CRAC channel activity in C. elegans is mediated by Orai1 and STIM1 homologues and is essential for ovulation and fertility

The Ca 2+ release‐activated Ca 2+ (CRAC) channel is a plasma membrane Ca 2+ entry pathway activated by endoplasmic reticulum (ER) Ca 2+ store depletion. STIM1 proteins function as ER Ca 2+ sensors and regulate CRAC channel activation. Recent studies have demonstrated that CRAC channels are encoded by the human Orai1 gene and a homologous Drosophila gene. C. elegans intestinal cells express a store‐operated Ca 2+ channel (SOCC) regulated by STIM‐1. We cloned a full‐length C. elegans cDNA that encodes a 293 amino acid protein, ORAI‐1, homologous to human and Drosophila Orai1 proteins. ORAI‐1 GFP reporters are co‐expressed with STIM‐1 in the gonad and intestine. Inositol 1,4,5‐trisphosphate (IP 3 )‐dependent Ca 2+ signalling regulates C. elegans gonad function, fertility and rhythmic posterior body wall muscle contraction (pBoc) required for defecation. RNA interference (RNAi) silencing of orai‐1 expression phenocopies stim‐1 knockdown and causes sterility and prevents intestinal cell SOCC activation, but has no effect on pBoc or intestinal Ca 2+ signalling. Orai‐1 RNAi suppresses pBoc defects induced by intestinal expression of a STIM‐1 Ca 2+ ‐binding mutant, indicating that the proteins function in a common pathway. Co‐expression of stim‐1 and orai‐1 cDNAs in HEK293 cells induces large inwardly rectifying cation currents activated by ER Ca 2+ depletion. The properties of this current recapitulate those of the native SOCC current. We conclude that C. elegans expresses bona fide CRAC channels that require the function of Orai1‐ and STIM1‐related proteins. CRAC channels thus arose very early in animal evolution. In C. elegans , CRAC channels do not play obligate roles in all IP 3 ‐dependent signalling processes and ER Ca 2+ homeostasis. Instead, we suggest that CRAC channels carry out highly specialized and cell‐specific signalling roles and that they may function as a failsafe mechanism to prevent Ca 2+ store depletion under pathophysiological and stress conditions.

▸ Record set
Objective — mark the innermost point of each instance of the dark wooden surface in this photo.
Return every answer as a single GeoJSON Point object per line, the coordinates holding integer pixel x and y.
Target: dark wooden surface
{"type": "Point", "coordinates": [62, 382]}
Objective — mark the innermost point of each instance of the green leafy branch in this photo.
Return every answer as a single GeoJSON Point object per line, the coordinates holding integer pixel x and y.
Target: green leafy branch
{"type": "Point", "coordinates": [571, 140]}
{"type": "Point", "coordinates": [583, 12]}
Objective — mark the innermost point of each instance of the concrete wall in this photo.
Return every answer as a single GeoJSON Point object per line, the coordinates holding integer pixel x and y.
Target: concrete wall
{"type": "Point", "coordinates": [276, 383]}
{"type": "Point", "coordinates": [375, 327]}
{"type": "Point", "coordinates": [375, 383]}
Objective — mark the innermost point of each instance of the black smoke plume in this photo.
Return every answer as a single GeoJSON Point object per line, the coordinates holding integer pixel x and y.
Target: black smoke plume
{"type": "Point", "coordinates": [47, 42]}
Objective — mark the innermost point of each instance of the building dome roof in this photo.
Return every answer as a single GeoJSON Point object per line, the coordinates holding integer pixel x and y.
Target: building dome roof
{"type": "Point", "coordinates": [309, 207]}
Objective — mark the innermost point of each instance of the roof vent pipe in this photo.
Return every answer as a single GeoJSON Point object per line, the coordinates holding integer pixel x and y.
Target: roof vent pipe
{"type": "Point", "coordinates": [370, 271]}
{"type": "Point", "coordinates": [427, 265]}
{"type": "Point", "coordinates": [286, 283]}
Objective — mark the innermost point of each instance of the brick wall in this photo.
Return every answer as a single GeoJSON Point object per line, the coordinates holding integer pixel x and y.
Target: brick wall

▸ Description of the task
Translate into Spanish this sentence from the text on CRAC channels in C. elegans: "CRAC channels thus arose very early in animal evolution."

▸ Response box
Así, los canales CRAC surgieron muy temprano en la evolución animal.